Set out the records again, keeping every word as it is.

START Excerpted data

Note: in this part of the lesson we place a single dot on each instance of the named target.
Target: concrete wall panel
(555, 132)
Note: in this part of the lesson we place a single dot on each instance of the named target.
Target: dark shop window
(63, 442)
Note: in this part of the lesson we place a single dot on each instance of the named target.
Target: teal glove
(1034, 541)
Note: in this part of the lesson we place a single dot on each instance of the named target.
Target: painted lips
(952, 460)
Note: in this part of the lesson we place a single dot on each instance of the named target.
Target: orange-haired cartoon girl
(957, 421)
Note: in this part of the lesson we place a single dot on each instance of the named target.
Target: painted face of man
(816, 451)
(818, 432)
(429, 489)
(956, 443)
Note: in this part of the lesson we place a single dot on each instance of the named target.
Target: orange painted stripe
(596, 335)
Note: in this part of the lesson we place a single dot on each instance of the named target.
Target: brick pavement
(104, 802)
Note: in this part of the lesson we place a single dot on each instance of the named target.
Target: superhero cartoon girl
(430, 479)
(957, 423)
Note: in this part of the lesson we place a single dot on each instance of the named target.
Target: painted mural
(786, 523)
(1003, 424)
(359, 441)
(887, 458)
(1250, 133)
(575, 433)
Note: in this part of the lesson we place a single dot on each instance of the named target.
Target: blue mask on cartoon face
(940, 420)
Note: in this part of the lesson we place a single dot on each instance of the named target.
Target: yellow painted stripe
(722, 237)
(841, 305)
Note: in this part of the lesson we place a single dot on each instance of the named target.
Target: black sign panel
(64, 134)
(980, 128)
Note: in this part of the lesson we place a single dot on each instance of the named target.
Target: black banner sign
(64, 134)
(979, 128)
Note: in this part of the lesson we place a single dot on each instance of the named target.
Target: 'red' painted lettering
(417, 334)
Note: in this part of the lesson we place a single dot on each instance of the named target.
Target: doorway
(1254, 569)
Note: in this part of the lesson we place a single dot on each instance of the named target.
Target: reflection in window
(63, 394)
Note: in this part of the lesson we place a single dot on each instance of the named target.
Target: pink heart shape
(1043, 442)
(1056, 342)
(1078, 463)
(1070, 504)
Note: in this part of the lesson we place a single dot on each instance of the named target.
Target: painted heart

END Excerpted data

Written response =
Note: in this part of the lesson we place a single dot on each instance of the named target.
Target: concrete wall panel
(555, 132)
Note: in this part of the lesson we place a single dot on each instance of the named target.
Target: dark shop window
(63, 442)
Note: in this part of the lesson we place a single dot on each instance of the named target.
Target: teal glove
(1034, 541)
Note: in this part of the lesson we place a single dot on each instance of the named target.
Target: painted lips
(952, 460)
Note: in this part of the lesson we place a single dot on each instance of the named target.
Target: orange-haired cartoon girl
(957, 421)
Note: in this part of the lesson we place a single dot on each instance of the named target.
Target: painted face of man
(816, 451)
(818, 432)
(429, 489)
(956, 443)
Note: in this part of the lesson we place a single dot on each instance of the named target.
Target: orange painted stripe
(596, 335)
Note: in this part of the lesson we place a single dot on each instance of the named target.
Target: brick pavement
(104, 802)
Note: in this part of the lesson we place a single dot on each instance of the named target.
Target: superhero cartoon girl
(430, 479)
(957, 423)
Note: in this part of the lesson we place a single dot on each instance of the named target.
Target: painted mural
(786, 523)
(1003, 424)
(359, 441)
(887, 458)
(1250, 133)
(575, 433)
Note: in this part of the lesson we place a single dot on each instance of the named target.
Target: blue mask on cartoon face
(940, 420)
Note: in this part of the lesson we place a single dot on each instance of the named target.
Target: yellow painted stripe
(722, 237)
(841, 305)
Note: in this part of the lesson we place a single dot on each instance of the named target.
Target: black sign panel
(64, 134)
(980, 128)
Note: in this part of the lesson we place a single dot on each instance of the named target.
Target: black banner sign
(64, 134)
(979, 128)
Note: in this part of the lesson we place a single dot on each instance of the named target.
Target: 'red' painted lettering
(417, 334)
Note: in this part of the lesson we place a single dot on each instance of the named target.
Target: doorway
(1254, 569)
Note: in this part of the lesson we place a single dot on each instance of the named target.
Target: reflection in window
(63, 394)
Note: in this part of the lesson we place a single dot on each instance of the named target.
Target: pink heart shape
(1043, 442)
(1056, 342)
(1078, 463)
(1070, 504)
Note: in this part of the lesson we place a single dot on each instance of the named target.
Target: painted heart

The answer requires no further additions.